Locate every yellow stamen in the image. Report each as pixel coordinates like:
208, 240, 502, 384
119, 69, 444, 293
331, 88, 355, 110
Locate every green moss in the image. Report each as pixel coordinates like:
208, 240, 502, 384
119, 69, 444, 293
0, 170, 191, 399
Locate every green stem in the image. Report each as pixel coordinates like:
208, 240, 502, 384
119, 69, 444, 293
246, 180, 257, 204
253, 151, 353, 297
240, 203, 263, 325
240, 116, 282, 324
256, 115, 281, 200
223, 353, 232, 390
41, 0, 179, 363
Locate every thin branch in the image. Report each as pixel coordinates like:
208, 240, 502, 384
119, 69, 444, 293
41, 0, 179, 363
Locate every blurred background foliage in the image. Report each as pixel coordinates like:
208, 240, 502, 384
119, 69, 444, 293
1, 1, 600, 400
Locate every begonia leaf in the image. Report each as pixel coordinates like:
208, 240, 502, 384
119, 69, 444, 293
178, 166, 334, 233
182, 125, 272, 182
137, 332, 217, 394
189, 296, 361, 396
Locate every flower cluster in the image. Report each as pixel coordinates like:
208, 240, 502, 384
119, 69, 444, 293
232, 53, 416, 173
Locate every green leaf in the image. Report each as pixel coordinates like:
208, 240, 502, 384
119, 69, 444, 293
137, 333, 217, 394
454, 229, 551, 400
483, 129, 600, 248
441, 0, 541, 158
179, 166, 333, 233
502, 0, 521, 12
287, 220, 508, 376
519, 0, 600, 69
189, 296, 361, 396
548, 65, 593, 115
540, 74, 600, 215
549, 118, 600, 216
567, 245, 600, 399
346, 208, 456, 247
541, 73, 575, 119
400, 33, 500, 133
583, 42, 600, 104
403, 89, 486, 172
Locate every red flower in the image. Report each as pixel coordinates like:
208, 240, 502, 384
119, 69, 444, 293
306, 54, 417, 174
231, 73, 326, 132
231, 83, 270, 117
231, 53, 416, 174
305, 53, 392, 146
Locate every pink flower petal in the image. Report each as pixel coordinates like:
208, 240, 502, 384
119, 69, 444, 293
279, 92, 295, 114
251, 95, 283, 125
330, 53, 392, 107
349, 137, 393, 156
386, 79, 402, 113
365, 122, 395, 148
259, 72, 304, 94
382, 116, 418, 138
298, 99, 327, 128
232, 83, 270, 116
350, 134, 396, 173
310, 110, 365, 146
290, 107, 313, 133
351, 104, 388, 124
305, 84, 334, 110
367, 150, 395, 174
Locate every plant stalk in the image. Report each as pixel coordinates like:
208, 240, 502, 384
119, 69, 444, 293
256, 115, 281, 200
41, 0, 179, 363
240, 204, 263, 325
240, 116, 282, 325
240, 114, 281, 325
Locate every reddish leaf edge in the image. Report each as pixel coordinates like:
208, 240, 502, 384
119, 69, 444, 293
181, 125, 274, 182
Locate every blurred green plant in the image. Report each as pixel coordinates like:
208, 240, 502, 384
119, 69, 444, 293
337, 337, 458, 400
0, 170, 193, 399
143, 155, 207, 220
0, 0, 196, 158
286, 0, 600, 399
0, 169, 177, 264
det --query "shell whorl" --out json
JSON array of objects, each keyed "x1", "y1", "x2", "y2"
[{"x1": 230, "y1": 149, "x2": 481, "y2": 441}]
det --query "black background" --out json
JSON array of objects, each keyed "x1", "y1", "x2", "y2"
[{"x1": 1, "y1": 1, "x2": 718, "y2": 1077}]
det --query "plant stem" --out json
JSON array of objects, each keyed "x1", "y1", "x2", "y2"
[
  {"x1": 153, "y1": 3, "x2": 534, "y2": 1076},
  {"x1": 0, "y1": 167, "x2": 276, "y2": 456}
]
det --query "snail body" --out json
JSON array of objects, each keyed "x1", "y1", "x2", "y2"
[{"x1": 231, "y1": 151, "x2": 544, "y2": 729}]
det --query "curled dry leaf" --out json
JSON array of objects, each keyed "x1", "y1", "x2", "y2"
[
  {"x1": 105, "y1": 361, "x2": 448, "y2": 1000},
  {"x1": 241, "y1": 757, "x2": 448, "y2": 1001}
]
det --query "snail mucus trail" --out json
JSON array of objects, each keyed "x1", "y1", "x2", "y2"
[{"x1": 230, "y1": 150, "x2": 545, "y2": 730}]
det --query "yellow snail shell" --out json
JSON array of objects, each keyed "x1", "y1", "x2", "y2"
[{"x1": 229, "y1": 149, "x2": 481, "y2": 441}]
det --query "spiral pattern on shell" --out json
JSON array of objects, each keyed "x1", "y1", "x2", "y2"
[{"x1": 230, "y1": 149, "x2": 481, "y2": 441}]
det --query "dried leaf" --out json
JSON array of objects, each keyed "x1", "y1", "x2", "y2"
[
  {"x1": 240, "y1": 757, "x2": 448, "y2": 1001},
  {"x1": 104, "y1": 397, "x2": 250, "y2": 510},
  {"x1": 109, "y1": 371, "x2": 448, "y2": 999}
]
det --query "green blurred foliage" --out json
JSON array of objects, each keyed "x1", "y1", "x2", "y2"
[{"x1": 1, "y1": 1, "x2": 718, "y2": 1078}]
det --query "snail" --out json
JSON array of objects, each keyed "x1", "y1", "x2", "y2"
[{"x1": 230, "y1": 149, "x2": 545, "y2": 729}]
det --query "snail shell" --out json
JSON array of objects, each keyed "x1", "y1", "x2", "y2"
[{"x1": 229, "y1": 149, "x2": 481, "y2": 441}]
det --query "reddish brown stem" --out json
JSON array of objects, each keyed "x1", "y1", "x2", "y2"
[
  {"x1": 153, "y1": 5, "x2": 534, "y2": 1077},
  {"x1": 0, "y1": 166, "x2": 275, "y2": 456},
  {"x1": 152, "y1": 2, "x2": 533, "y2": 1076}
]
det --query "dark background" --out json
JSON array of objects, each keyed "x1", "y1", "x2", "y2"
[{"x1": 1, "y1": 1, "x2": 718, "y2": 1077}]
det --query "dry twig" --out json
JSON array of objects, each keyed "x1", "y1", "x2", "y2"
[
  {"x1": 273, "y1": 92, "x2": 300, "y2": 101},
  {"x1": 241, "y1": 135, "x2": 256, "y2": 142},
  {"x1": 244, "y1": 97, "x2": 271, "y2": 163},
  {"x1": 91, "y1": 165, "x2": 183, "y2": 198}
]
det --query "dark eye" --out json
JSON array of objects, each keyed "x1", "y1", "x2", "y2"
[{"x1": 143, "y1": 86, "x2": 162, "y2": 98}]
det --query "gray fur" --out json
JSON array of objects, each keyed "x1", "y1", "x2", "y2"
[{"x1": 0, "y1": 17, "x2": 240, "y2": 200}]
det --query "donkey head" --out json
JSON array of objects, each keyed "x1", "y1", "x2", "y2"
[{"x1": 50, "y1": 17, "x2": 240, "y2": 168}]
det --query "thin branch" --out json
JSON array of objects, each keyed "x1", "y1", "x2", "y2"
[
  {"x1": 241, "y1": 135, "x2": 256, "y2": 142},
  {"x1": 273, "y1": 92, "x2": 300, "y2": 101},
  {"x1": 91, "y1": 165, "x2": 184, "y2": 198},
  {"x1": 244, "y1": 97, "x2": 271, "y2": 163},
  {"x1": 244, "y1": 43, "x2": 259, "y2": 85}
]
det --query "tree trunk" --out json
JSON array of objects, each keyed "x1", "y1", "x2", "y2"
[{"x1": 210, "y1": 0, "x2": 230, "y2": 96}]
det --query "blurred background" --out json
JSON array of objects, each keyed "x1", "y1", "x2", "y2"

###

Work request => Every entry above has to be returned exactly as written.

Solution =>
Locate every yellow stamen in the image. Report each as pixel coordinates like:
208, 240, 502, 384
119, 69, 444, 293
331, 88, 355, 110
Locate every green moss in the image. Report each as pixel coordinates like:
208, 240, 502, 384
119, 69, 444, 293
0, 170, 191, 399
Locate every green stem in the image. Report each as pixel coordinates like:
208, 240, 502, 384
119, 69, 444, 293
246, 180, 257, 204
253, 151, 353, 297
240, 203, 263, 325
240, 116, 282, 324
256, 115, 281, 200
223, 353, 232, 390
41, 0, 179, 363
Locate every thin branch in the image. Report each as pixel coordinates like:
208, 240, 502, 384
119, 69, 444, 293
41, 0, 179, 363
Locate every blurred background foliage in the image. Report each as pixel coordinates like:
208, 240, 502, 384
119, 69, 444, 293
1, 1, 600, 400
Locate every begonia leaf in the image. Report each as pixel coordinates like:
208, 240, 502, 384
119, 69, 444, 293
178, 166, 334, 233
182, 125, 272, 182
137, 332, 217, 394
189, 296, 361, 396
Locate every flower cluster in the image. Report each as pixel coordinates like:
208, 240, 502, 384
119, 69, 444, 293
232, 53, 416, 173
Locate every green leaf in the image. Report each as pixel coordinates like:
208, 240, 502, 384
119, 69, 444, 293
137, 333, 217, 394
454, 229, 551, 400
483, 129, 600, 248
441, 0, 541, 158
179, 166, 333, 233
502, 0, 521, 12
287, 220, 508, 376
519, 0, 600, 69
189, 296, 361, 396
548, 65, 593, 115
540, 74, 600, 215
549, 118, 600, 216
567, 245, 600, 399
346, 208, 456, 247
541, 73, 575, 119
400, 33, 500, 133
583, 42, 600, 104
403, 89, 486, 172
Locate every red flower in the image. Report each as pixel coordinates like:
208, 240, 502, 384
119, 69, 444, 293
306, 54, 417, 174
231, 73, 326, 132
231, 83, 270, 117
231, 53, 416, 174
305, 53, 392, 146
Locate every pink flower petal in the image. Report each as pixel coordinates like:
208, 240, 502, 384
119, 69, 444, 293
279, 92, 295, 114
251, 95, 283, 125
330, 53, 392, 107
349, 137, 393, 156
386, 79, 402, 113
365, 122, 395, 148
259, 72, 304, 94
382, 116, 418, 138
298, 99, 327, 128
232, 83, 270, 116
350, 134, 396, 173
310, 110, 365, 146
290, 107, 313, 133
351, 104, 388, 124
305, 84, 334, 110
367, 150, 395, 174
Locate every plant stalk in the image. Report each as pixel coordinates like:
208, 240, 502, 384
119, 69, 444, 293
256, 115, 281, 200
41, 0, 179, 363
240, 204, 263, 325
240, 116, 282, 325
240, 114, 281, 325
Locate every reddish leaf edge in the image. Report each as pixel coordinates like:
208, 240, 502, 384
119, 69, 444, 293
181, 125, 274, 182
Locate every blurred green plant in the image. Report each as pixel coordinates like:
208, 240, 502, 384
119, 69, 444, 293
337, 337, 458, 400
0, 170, 193, 399
143, 155, 207, 220
0, 0, 196, 158
286, 0, 600, 399
0, 169, 177, 264
det --query "shell whorl" --out json
JSON array of objects, each keyed "x1", "y1", "x2", "y2"
[{"x1": 230, "y1": 149, "x2": 481, "y2": 441}]
det --query "black background" --out json
JSON array of objects, each keyed "x1", "y1", "x2", "y2"
[{"x1": 1, "y1": 1, "x2": 718, "y2": 1077}]
det --query "plant stem" --out json
JSON array of objects, each keyed "x1", "y1", "x2", "y2"
[
  {"x1": 153, "y1": 3, "x2": 534, "y2": 1076},
  {"x1": 0, "y1": 167, "x2": 276, "y2": 456}
]
det --query "snail body" --out json
JSON array of objects, each keyed "x1", "y1", "x2", "y2"
[{"x1": 231, "y1": 151, "x2": 544, "y2": 729}]
det --query "curled dry leaf" --out json
JSON array of objects, each keyed "x1", "y1", "x2", "y2"
[
  {"x1": 105, "y1": 361, "x2": 448, "y2": 1000},
  {"x1": 241, "y1": 757, "x2": 448, "y2": 1001}
]
det --query "snail mucus trail" --out json
JSON array of objects, each keyed "x1", "y1", "x2", "y2"
[{"x1": 230, "y1": 150, "x2": 545, "y2": 730}]
det --query "yellow snail shell" --out json
JSON array of objects, each keyed "x1", "y1", "x2", "y2"
[{"x1": 229, "y1": 149, "x2": 481, "y2": 441}]
det --query "spiral pattern on shell" --out json
JSON array of objects, each keyed "x1", "y1", "x2", "y2"
[{"x1": 230, "y1": 149, "x2": 481, "y2": 441}]
det --query "dried leaf" --out json
JSON array of objects, each keyed "x1", "y1", "x2", "y2"
[
  {"x1": 240, "y1": 757, "x2": 448, "y2": 1001},
  {"x1": 104, "y1": 397, "x2": 250, "y2": 510},
  {"x1": 109, "y1": 371, "x2": 448, "y2": 999}
]
det --query "green blurred foliage" --out json
JSON array of objects, each keyed "x1", "y1", "x2", "y2"
[{"x1": 1, "y1": 1, "x2": 718, "y2": 1078}]
det --query "snail" --out json
JSON array of objects, each keyed "x1", "y1", "x2", "y2"
[{"x1": 230, "y1": 149, "x2": 545, "y2": 729}]
det --query "snail shell" --out json
JSON array of objects, each keyed "x1", "y1", "x2", "y2"
[{"x1": 229, "y1": 149, "x2": 481, "y2": 441}]
det --query "reddish brown stem" --out json
JSON array of objects, each keyed "x1", "y1", "x2", "y2"
[
  {"x1": 153, "y1": 5, "x2": 534, "y2": 1077},
  {"x1": 0, "y1": 166, "x2": 275, "y2": 456},
  {"x1": 152, "y1": 2, "x2": 533, "y2": 1076}
]
det --query "dark background" --out json
JSON array of objects, each keyed "x1", "y1", "x2", "y2"
[{"x1": 1, "y1": 1, "x2": 718, "y2": 1077}]
det --query "dry twig" --out json
JSON array of objects, each keyed "x1", "y1", "x2", "y2"
[
  {"x1": 273, "y1": 92, "x2": 300, "y2": 101},
  {"x1": 241, "y1": 135, "x2": 256, "y2": 142},
  {"x1": 244, "y1": 97, "x2": 271, "y2": 163},
  {"x1": 91, "y1": 165, "x2": 183, "y2": 198}
]
det --query "dark eye" --out json
JSON array of objects, each keyed "x1", "y1", "x2", "y2"
[{"x1": 143, "y1": 86, "x2": 162, "y2": 98}]
det --query "gray fur" --out json
JSON array of objects, each keyed "x1", "y1", "x2", "y2"
[{"x1": 0, "y1": 17, "x2": 240, "y2": 200}]
det --query "donkey head" --out json
JSON array of objects, each keyed "x1", "y1", "x2", "y2"
[{"x1": 50, "y1": 17, "x2": 240, "y2": 168}]
det --query "thin branch" --out json
JSON array of objects, each keyed "x1", "y1", "x2", "y2"
[
  {"x1": 241, "y1": 135, "x2": 256, "y2": 142},
  {"x1": 273, "y1": 92, "x2": 300, "y2": 101},
  {"x1": 91, "y1": 165, "x2": 184, "y2": 198},
  {"x1": 244, "y1": 97, "x2": 271, "y2": 163},
  {"x1": 244, "y1": 43, "x2": 259, "y2": 85}
]
det --query "tree trunk" --out json
JSON array of objects, each keyed "x1", "y1", "x2", "y2"
[{"x1": 210, "y1": 0, "x2": 230, "y2": 96}]
det --query "blurred background" --out json
JSON array of objects, each keyed "x1", "y1", "x2", "y2"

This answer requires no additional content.